## Your objective
Print the range of lines that opens with the line containing "Mark the innermost point of each instance of the recessed" and closes with the last line of the listing. Include both ends; print nothing more.

## Material provided
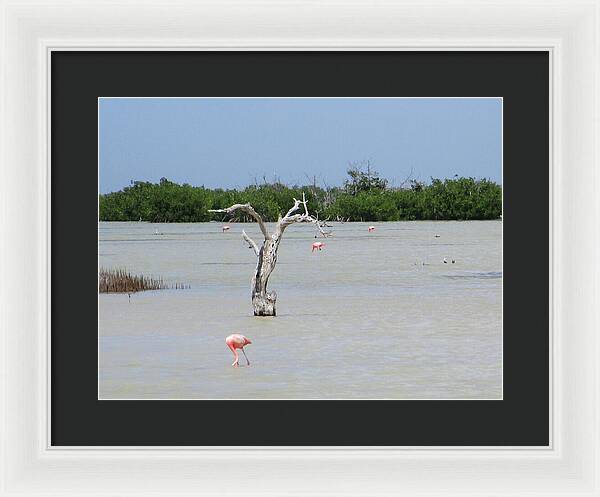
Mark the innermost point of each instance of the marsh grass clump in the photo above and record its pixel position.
(121, 281)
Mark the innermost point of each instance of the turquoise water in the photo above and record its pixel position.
(372, 316)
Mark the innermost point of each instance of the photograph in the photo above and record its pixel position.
(300, 248)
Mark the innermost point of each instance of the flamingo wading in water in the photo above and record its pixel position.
(317, 246)
(235, 342)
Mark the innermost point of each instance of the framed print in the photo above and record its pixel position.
(238, 237)
(402, 340)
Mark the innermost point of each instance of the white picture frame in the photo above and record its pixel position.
(569, 30)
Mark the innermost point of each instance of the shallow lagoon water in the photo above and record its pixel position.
(371, 316)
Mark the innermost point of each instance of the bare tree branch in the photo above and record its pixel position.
(248, 209)
(291, 218)
(251, 242)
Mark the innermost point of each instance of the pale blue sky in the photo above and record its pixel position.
(231, 142)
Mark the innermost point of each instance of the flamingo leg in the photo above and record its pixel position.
(246, 357)
(235, 354)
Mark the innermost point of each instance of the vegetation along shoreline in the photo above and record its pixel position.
(364, 196)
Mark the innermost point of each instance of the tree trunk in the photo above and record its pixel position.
(264, 301)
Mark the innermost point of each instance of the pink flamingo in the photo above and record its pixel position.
(317, 246)
(235, 342)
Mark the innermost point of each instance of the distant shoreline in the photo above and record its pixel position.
(363, 198)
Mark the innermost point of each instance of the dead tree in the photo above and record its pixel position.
(264, 301)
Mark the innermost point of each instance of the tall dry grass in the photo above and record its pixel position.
(121, 281)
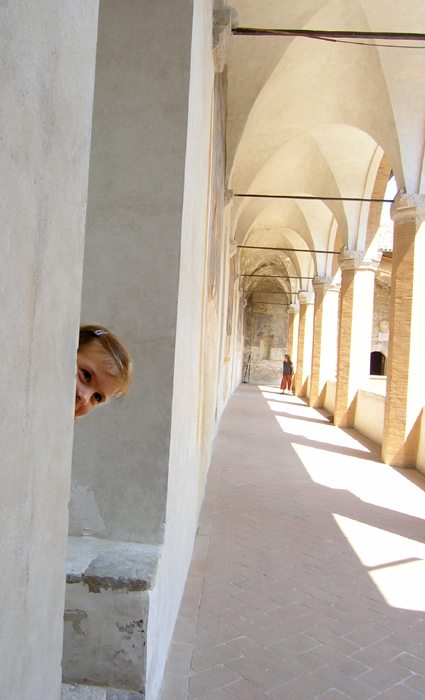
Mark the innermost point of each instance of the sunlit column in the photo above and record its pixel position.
(355, 331)
(406, 375)
(305, 342)
(323, 365)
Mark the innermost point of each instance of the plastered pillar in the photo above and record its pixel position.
(355, 331)
(305, 342)
(293, 325)
(323, 365)
(406, 376)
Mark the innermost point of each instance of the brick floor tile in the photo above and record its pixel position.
(286, 612)
(399, 692)
(263, 657)
(256, 601)
(345, 664)
(377, 653)
(330, 695)
(304, 688)
(207, 640)
(385, 676)
(179, 658)
(294, 645)
(214, 656)
(243, 690)
(212, 621)
(353, 688)
(217, 695)
(174, 687)
(262, 678)
(413, 663)
(416, 683)
(368, 634)
(334, 641)
(332, 624)
(212, 679)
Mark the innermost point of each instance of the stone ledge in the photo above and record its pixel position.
(107, 564)
(75, 691)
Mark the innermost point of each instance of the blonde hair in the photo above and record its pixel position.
(116, 353)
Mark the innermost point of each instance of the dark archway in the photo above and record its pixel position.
(378, 363)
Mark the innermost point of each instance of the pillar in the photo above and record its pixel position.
(305, 342)
(293, 324)
(355, 331)
(47, 76)
(406, 377)
(323, 366)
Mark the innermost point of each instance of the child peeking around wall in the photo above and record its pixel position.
(103, 368)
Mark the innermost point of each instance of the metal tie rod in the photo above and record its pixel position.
(291, 250)
(314, 198)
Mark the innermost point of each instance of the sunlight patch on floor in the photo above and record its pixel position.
(314, 429)
(362, 478)
(396, 564)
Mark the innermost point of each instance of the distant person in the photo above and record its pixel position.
(287, 374)
(103, 368)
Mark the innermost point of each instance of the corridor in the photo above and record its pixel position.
(308, 572)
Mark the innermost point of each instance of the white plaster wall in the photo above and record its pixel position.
(132, 259)
(47, 78)
(185, 455)
(369, 417)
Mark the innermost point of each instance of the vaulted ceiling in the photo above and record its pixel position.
(321, 123)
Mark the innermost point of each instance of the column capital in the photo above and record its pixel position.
(408, 207)
(233, 247)
(359, 260)
(327, 284)
(306, 297)
(293, 309)
(222, 34)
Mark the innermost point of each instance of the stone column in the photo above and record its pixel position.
(355, 331)
(293, 324)
(305, 342)
(406, 376)
(323, 366)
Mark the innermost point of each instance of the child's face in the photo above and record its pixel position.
(94, 385)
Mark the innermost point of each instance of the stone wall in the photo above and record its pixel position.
(266, 338)
(47, 79)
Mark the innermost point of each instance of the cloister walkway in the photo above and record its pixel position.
(308, 572)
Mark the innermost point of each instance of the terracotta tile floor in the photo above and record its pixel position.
(308, 572)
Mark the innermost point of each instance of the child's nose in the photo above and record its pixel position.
(84, 393)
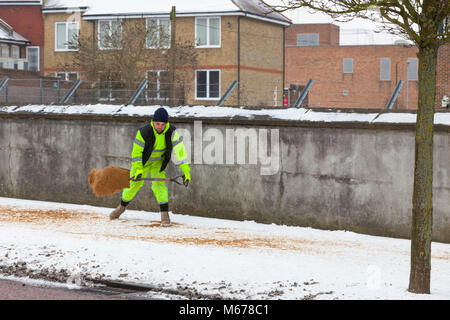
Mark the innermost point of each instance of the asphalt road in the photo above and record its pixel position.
(15, 290)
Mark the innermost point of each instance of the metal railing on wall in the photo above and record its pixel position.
(309, 93)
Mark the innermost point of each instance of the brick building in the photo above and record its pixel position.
(354, 76)
(443, 74)
(25, 18)
(229, 47)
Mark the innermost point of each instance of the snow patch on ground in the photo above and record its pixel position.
(215, 257)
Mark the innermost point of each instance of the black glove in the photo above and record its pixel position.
(186, 181)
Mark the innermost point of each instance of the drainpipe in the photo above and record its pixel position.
(239, 61)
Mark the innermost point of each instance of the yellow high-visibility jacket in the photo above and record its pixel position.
(149, 145)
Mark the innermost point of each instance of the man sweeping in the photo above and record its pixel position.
(152, 150)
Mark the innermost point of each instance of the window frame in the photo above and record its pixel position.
(110, 30)
(5, 48)
(147, 25)
(66, 75)
(208, 84)
(158, 85)
(38, 57)
(343, 66)
(109, 89)
(388, 66)
(208, 28)
(66, 23)
(15, 49)
(410, 68)
(308, 35)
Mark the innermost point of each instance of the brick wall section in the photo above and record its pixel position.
(27, 21)
(261, 57)
(360, 89)
(443, 73)
(328, 33)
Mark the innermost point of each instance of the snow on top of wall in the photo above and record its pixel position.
(293, 114)
(116, 7)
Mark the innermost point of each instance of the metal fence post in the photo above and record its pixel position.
(394, 95)
(72, 90)
(303, 94)
(227, 93)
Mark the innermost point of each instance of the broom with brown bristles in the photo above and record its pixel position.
(112, 179)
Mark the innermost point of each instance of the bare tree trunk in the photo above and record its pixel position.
(422, 215)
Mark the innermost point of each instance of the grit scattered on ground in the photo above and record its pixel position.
(205, 258)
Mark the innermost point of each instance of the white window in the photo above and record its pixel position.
(110, 86)
(5, 50)
(158, 85)
(33, 58)
(412, 69)
(207, 84)
(67, 76)
(15, 52)
(307, 39)
(348, 65)
(109, 34)
(207, 32)
(158, 33)
(385, 69)
(66, 36)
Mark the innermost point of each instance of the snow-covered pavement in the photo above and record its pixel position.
(209, 257)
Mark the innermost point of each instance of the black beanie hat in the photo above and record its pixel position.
(161, 115)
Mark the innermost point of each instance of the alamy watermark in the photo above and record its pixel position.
(233, 146)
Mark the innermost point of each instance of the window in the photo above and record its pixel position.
(110, 86)
(109, 34)
(412, 69)
(348, 65)
(307, 39)
(385, 69)
(207, 32)
(158, 84)
(66, 35)
(15, 52)
(207, 84)
(5, 50)
(67, 76)
(33, 58)
(158, 33)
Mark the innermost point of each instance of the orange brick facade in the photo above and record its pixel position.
(363, 87)
(443, 74)
(26, 20)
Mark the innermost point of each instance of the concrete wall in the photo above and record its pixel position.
(347, 176)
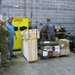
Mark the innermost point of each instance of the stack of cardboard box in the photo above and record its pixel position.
(64, 46)
(29, 44)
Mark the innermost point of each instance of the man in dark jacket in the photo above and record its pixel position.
(50, 31)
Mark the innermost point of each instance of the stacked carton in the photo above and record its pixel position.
(64, 46)
(29, 44)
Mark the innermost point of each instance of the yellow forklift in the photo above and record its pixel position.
(20, 23)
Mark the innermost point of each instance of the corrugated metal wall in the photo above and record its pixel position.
(60, 11)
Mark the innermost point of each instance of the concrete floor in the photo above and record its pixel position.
(54, 66)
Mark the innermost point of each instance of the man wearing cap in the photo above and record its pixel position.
(4, 43)
(10, 27)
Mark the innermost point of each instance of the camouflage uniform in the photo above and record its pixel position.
(3, 42)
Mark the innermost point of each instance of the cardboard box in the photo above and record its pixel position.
(55, 53)
(49, 48)
(57, 49)
(31, 34)
(50, 53)
(62, 51)
(29, 48)
(45, 53)
(58, 28)
(63, 43)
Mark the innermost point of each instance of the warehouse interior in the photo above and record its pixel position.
(36, 54)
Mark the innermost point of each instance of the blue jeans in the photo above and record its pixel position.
(10, 47)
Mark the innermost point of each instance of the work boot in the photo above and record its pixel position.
(4, 64)
(13, 56)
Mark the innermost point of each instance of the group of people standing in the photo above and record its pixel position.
(6, 41)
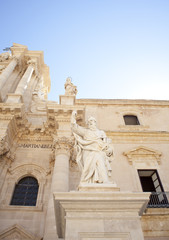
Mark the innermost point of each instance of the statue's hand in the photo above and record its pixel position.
(73, 118)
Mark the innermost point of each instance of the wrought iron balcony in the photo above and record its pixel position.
(159, 200)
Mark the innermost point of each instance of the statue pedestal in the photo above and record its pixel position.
(98, 187)
(100, 215)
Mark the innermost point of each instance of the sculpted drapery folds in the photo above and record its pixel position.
(93, 151)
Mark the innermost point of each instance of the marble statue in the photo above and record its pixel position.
(93, 151)
(4, 148)
(4, 56)
(70, 89)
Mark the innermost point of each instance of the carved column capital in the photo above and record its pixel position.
(63, 145)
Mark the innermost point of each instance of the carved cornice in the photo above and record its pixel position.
(144, 154)
(138, 136)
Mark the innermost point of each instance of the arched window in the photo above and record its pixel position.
(131, 120)
(25, 193)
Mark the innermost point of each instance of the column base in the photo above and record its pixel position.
(100, 215)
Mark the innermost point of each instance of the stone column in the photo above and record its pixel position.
(60, 183)
(7, 72)
(23, 84)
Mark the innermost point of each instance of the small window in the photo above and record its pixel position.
(150, 181)
(25, 193)
(131, 120)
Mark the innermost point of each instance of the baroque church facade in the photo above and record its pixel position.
(80, 169)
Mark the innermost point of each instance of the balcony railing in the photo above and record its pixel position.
(159, 200)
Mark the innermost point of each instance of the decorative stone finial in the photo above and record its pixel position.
(70, 89)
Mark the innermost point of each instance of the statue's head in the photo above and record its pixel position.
(91, 122)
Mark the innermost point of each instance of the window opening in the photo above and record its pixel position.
(131, 120)
(150, 182)
(25, 193)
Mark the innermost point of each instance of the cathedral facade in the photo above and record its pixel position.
(80, 169)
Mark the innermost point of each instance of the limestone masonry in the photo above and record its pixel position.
(83, 169)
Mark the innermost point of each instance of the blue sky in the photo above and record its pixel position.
(112, 49)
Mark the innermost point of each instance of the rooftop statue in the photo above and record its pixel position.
(93, 151)
(70, 89)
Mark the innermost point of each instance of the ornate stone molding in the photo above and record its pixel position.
(17, 232)
(144, 155)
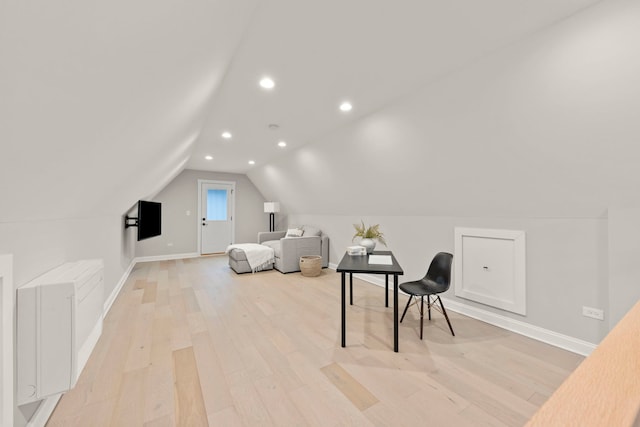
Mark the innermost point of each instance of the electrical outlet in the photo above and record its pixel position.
(595, 313)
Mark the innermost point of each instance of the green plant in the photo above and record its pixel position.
(372, 232)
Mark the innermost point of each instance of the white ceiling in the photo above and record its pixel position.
(371, 53)
(102, 104)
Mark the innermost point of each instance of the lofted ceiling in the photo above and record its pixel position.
(104, 103)
(370, 53)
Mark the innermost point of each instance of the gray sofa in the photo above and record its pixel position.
(288, 250)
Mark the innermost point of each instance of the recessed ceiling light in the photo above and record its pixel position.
(267, 83)
(346, 106)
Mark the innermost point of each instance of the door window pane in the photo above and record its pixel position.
(216, 205)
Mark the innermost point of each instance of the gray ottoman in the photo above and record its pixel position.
(238, 262)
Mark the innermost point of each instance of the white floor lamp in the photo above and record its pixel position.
(271, 208)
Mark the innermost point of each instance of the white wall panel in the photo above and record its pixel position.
(490, 267)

## Exercise output
Mark the innermost point of each instance of the recessed ceiling light in the photo above and record its pixel position.
(267, 83)
(346, 106)
Mark the innermost point of each instance of the door window pane in the photo above and record its pixel position.
(216, 205)
Mark the innermost point of each instance of the gray ottoman in the photo above and record its pixel position.
(238, 262)
Mark the innermost point of each instance of the white floor lamp in the photo above and record its pixel position.
(271, 208)
Mark the innermost point of each instance of the white wall panel in the photo above and record its pixel position.
(490, 267)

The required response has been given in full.